WHAT YOU WILL DO →
Shift every point in the rows below by adding -63 to both of its coordinates, and write out all the rows again with the rest of the wording unchanged. Leave out the pictures.

INFORMATION SUPPLIED →
--------

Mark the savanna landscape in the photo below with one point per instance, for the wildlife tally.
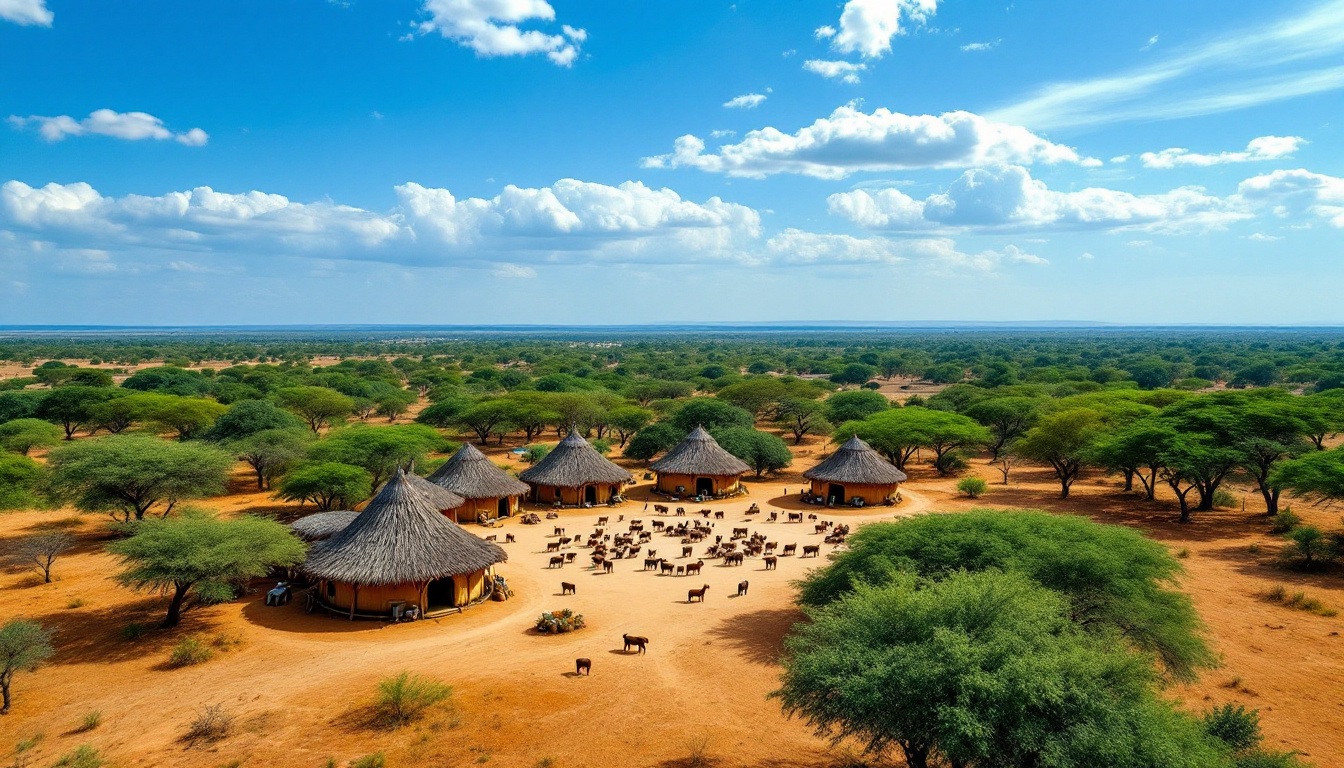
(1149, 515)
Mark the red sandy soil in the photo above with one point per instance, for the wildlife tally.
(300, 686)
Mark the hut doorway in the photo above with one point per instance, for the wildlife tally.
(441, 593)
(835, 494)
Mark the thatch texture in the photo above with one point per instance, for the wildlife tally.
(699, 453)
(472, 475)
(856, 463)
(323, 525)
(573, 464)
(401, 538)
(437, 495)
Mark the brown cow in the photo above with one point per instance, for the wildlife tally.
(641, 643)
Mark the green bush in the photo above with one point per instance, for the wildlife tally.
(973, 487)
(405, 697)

--------

COMPLETED TASK →
Mark the savanna landscape in the photo below with one point per instance, for the wildlife tally.
(1086, 452)
Mark the red sandy soil in the photo above with one point per instance, for the wildlife tally.
(237, 623)
Mark the hut doorway in the photo above with one point per instance, for the wildlife tally.
(378, 530)
(772, 431)
Mark the thatch texture in the photo above with one point per instance, for the wildlife tally.
(636, 390)
(409, 412)
(793, 400)
(260, 462)
(510, 401)
(338, 475)
(374, 432)
Mark the brown cow in the photo above with one point per instance, for the wildlife tally.
(578, 580)
Mark the green bush in the photo above with one point per instance, for the wildlife tally.
(910, 424)
(342, 634)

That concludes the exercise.